**WORK ORDER**
The lines from the start of the data through the line with "point: the parked" are to be returned verbatim; all later lines are to be omitted.

**RECORDS FOR THE TASK**

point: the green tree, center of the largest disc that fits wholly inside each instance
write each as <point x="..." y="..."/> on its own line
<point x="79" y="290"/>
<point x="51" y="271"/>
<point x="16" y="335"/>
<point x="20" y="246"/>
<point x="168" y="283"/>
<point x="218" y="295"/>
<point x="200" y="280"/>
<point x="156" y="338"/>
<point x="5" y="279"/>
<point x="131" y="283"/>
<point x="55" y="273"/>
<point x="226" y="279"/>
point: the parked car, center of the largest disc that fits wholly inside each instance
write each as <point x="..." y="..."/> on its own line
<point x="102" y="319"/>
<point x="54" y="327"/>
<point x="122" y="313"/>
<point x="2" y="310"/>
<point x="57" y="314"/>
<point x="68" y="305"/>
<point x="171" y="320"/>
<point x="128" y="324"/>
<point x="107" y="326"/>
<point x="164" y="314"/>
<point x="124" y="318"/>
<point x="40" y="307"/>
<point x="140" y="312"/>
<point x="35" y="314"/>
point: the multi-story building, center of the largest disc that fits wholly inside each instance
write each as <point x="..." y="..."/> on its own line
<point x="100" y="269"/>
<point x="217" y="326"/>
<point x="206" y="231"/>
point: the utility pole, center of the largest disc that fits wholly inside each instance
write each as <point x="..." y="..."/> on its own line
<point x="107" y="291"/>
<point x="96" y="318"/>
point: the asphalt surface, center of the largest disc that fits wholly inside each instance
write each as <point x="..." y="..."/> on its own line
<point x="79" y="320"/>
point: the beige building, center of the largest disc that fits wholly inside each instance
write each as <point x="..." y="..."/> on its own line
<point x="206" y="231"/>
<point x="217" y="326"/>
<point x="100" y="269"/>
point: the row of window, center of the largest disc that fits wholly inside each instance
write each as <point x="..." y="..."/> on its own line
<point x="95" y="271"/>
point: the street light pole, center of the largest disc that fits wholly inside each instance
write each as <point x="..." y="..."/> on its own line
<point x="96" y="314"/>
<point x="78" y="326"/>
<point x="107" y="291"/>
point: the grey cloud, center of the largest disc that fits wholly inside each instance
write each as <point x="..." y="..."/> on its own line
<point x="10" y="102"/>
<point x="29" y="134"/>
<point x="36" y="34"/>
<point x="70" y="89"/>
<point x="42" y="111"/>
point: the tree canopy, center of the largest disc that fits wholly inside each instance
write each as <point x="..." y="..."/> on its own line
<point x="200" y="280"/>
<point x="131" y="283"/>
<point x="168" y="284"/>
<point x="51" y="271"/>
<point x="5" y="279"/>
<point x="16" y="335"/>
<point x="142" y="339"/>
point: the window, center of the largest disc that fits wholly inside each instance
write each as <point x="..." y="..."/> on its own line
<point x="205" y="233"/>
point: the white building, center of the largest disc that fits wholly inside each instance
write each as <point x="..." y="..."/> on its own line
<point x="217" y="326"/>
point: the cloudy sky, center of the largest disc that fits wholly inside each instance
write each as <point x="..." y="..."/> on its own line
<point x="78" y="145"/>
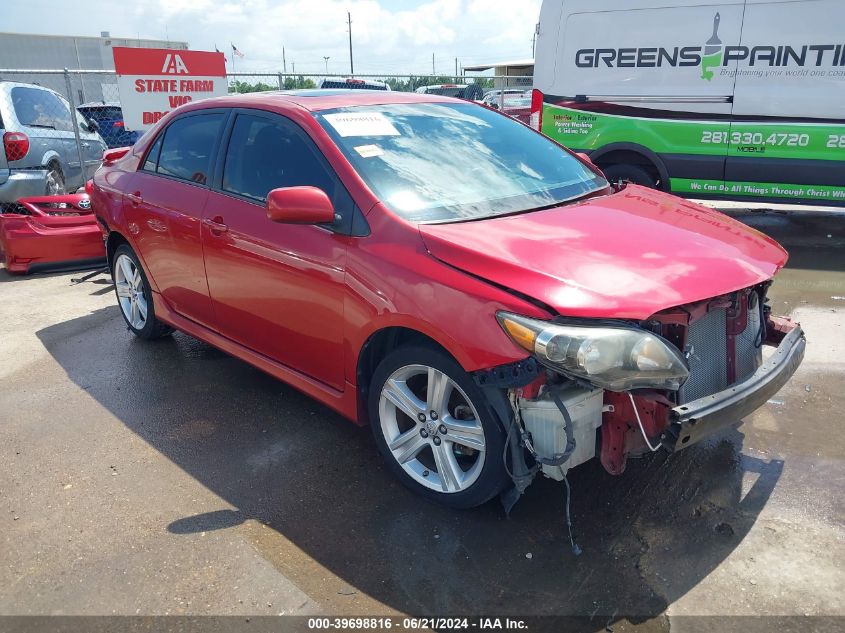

**ANSWER TO THE EXERCISE**
point: the green tree, center of the largest disc that fits wholly inside each instance
write each as <point x="..." y="..."/> on its own line
<point x="79" y="290"/>
<point x="51" y="271"/>
<point x="16" y="335"/>
<point x="20" y="246"/>
<point x="168" y="283"/>
<point x="218" y="295"/>
<point x="200" y="280"/>
<point x="156" y="338"/>
<point x="5" y="279"/>
<point x="131" y="283"/>
<point x="55" y="273"/>
<point x="226" y="279"/>
point: the parked car, center of the largest disc that fits wholly inside each instance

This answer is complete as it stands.